Text under study |
____
It's in the sentence you quote. Windows.
It's not illegal to have a monopoly in your own product. Hopefully I don't have to explain why.
They were convicted of abusing monopoly power in the OS/Browser/Office arena a while back, in case you might've missed that trial.
No, I didn't. Which is why I know what market they were actually found to be a monopoly in: x86-compatible PC OSes. Not office. Not browsers. Certainly not something as generic as "all operating systems"
Surely you agree Microsoft has a monopoly in the OS market.
Which OS market ? There's more than one.
The reason this is an abuse is quite simple. They are requiring ARM based tablets that have Windows 8 certification (take whatever you want from the intended meaning of that phrase) to require a non-user accessible key to certify or "sign" binaries on the ARM platform. Granted, Surface is Microsoft's product, but this will (and it has been WELL documented) apply to ALL ARM processor based tablets, even from third parties. (Want to play in Windows 8 Land? You're going to have to pay the gatekeeper, Microsoft, and not give users the SecureBoot Keys.
So you're arguing there won't be any ARM based tablets on the market soon capable of running anything except Windows 8 ? To be clear, you're predicting the death of Android on ARM tablets ?
All you have to do is look at the history of Microsoft to see that anything they do is geared towards not making a better product than their competitors, but defeating utterly their competitors and leaving them unable to continue.
Actually it's a struggle to think of any significant Microsoft product that hasn't won out by being more attractive to customers than the alternatives.
____
Recorded data |
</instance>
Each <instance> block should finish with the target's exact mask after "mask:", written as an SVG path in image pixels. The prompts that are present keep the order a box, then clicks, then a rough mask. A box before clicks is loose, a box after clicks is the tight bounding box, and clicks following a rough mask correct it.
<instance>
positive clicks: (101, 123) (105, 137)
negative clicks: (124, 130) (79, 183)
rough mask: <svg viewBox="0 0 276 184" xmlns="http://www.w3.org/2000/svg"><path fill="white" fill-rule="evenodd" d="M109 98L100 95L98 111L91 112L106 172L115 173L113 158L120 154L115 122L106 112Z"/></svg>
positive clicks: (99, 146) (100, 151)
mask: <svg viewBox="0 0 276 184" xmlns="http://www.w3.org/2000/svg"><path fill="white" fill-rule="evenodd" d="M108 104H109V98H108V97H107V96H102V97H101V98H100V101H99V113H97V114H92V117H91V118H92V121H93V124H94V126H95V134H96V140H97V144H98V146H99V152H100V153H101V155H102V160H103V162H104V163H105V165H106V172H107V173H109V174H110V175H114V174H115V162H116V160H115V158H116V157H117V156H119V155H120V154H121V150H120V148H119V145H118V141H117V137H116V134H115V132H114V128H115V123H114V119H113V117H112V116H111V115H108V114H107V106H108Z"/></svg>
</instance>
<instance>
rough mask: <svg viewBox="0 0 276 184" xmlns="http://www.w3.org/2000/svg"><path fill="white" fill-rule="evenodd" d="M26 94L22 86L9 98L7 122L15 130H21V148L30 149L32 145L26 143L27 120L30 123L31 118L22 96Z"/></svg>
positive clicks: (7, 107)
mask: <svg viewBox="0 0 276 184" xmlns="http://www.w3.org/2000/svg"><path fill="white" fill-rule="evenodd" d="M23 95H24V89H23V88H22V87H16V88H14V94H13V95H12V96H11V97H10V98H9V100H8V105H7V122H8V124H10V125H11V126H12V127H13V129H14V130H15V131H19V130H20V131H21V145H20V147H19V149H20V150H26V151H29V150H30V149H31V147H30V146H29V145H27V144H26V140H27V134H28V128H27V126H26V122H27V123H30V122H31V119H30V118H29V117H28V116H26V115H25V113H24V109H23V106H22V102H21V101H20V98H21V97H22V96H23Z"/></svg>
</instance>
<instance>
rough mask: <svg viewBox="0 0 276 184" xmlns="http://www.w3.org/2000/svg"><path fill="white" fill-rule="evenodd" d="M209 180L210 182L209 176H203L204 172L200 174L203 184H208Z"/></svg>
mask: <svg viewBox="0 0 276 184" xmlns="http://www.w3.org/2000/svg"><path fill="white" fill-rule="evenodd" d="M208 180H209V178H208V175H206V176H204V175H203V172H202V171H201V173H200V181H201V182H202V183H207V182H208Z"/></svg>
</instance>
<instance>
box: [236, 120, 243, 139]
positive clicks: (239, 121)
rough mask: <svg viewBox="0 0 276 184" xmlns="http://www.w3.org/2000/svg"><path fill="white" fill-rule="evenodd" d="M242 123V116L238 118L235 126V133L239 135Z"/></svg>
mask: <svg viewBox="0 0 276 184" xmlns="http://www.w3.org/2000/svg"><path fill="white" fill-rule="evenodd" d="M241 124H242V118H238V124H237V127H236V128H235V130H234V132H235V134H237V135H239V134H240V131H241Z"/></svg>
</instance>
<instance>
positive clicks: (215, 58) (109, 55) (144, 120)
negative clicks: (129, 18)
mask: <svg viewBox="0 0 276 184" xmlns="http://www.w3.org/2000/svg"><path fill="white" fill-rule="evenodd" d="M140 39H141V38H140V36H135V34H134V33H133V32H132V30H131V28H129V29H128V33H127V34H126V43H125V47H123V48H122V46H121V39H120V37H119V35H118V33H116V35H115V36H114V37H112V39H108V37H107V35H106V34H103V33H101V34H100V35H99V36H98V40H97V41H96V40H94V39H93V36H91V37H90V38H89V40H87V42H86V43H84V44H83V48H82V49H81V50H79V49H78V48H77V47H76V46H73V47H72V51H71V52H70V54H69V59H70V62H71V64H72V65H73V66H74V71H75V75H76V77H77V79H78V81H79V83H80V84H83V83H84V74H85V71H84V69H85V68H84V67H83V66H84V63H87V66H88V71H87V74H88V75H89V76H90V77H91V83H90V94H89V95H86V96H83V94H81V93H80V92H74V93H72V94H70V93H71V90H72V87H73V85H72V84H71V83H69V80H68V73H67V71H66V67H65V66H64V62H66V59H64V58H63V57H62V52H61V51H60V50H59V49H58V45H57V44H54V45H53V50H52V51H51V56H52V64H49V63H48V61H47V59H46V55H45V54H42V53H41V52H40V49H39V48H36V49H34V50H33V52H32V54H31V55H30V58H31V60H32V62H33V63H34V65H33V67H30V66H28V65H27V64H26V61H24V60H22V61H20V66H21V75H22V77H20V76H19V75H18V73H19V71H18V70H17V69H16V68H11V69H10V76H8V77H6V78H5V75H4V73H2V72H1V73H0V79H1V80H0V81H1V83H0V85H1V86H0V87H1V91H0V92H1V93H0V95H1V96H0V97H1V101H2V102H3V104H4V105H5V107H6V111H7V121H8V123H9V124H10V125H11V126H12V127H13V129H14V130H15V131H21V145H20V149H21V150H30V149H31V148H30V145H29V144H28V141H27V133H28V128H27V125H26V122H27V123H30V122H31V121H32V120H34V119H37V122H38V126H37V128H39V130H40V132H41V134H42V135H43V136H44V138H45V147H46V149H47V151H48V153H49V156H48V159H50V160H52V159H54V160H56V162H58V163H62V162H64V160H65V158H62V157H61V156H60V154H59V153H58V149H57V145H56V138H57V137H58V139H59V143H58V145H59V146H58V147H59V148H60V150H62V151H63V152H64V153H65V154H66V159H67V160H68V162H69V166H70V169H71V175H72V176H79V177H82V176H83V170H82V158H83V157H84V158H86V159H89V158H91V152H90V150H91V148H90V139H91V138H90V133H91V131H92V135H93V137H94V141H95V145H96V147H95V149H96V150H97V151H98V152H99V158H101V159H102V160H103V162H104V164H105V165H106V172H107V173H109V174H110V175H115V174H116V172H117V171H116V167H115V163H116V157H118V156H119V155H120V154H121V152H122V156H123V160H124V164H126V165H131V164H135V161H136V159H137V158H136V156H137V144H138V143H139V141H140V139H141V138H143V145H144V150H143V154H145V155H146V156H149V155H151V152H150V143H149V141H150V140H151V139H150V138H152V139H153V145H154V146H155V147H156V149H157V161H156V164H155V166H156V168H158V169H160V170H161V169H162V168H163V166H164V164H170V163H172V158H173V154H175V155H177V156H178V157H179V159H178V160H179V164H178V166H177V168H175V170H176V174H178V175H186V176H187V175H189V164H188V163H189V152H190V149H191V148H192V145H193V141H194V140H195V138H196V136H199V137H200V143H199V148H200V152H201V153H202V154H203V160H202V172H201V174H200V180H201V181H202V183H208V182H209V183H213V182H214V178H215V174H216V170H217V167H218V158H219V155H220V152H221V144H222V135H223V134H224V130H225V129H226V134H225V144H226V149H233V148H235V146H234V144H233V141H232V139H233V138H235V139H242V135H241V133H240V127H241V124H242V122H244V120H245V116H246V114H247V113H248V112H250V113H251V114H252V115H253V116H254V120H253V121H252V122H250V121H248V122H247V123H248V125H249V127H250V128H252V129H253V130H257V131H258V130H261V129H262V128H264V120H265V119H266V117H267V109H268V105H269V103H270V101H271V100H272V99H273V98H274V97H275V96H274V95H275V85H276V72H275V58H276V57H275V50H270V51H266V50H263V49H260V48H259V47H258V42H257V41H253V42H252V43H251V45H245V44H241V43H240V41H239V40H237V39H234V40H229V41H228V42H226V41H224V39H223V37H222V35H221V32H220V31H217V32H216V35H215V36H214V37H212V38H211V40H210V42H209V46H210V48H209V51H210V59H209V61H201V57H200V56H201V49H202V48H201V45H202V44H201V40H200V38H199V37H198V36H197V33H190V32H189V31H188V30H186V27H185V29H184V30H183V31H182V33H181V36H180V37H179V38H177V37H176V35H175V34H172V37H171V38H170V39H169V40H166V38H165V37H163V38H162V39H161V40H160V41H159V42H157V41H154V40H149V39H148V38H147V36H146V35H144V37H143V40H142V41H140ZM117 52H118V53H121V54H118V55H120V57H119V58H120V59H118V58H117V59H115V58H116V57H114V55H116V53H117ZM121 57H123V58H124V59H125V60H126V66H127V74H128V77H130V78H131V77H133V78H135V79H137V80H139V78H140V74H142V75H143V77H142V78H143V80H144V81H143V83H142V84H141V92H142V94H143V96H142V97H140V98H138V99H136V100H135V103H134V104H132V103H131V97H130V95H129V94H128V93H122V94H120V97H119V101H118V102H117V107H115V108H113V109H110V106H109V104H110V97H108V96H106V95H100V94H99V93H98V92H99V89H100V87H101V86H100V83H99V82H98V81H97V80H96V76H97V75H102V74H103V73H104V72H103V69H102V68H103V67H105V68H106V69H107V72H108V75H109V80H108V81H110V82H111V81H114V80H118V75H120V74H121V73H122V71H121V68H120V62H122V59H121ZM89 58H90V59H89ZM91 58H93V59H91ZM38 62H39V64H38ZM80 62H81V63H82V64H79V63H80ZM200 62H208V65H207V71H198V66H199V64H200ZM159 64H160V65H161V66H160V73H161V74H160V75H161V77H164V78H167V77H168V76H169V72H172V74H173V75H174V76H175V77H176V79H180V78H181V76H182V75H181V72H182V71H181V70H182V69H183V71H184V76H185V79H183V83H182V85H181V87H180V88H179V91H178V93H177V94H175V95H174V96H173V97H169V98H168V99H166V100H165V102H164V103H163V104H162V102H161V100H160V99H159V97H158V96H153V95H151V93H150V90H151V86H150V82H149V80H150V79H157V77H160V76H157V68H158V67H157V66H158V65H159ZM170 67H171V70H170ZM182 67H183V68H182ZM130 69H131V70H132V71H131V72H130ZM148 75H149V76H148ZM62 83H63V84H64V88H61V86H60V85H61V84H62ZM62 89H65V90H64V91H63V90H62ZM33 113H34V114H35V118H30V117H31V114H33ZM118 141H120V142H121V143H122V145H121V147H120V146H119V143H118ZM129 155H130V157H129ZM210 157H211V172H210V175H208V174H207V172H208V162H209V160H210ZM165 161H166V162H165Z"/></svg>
____
Using the information |
A - Answer these questions from the exchange about Microsoft's monopoly:
(i) In which market does the exchange say Microsoft was actually found to be a monopoly?
(ii) What must Windows 8-certified ARM tablets require to certify or "sign" binaries?
(iii) Which product is granted to be Microsoft's own?
B - Resume the exchange about Microsoft's monopoly, starting after its last sentence.

Results by task |
A -
(i) x86-compatible PC OSes.
(ii) A non-user accessible key.
(iii) Surface.

B -
The problem that Microsoft's been facing for decades now is the fact that Linux is free. You can't under-price free, and you can't, in the current Intel architecture, make a suitable "Windows only" system anymore. (There are exceptions, and some driver support sucks, but for the most part, it's not like it was in the heyday of Microsoft's OS hot war against everyone else.)
It is stupidly trivial for Microsoft to create a standard for "Windows only" systems. It is trivial today, it was trivial ten years ago, it was trivial ten years before that. They didn't.
Linux has been free forever. Strangely, it hasn't displaced Windows. It hasn't even displaced MacOS. Indeed, the result has been the complete opposite. Clearly "free" means diddly squat to customers.
So forgive us for not believing Microsoft doesn't have a sinister plot in mind with this secureBoot code signing fungasm of theirs. History has proven that they are not to be trusted.... ever.
The only thing missing from your paranoid rant is the ridiculous "DOS ain't done" line.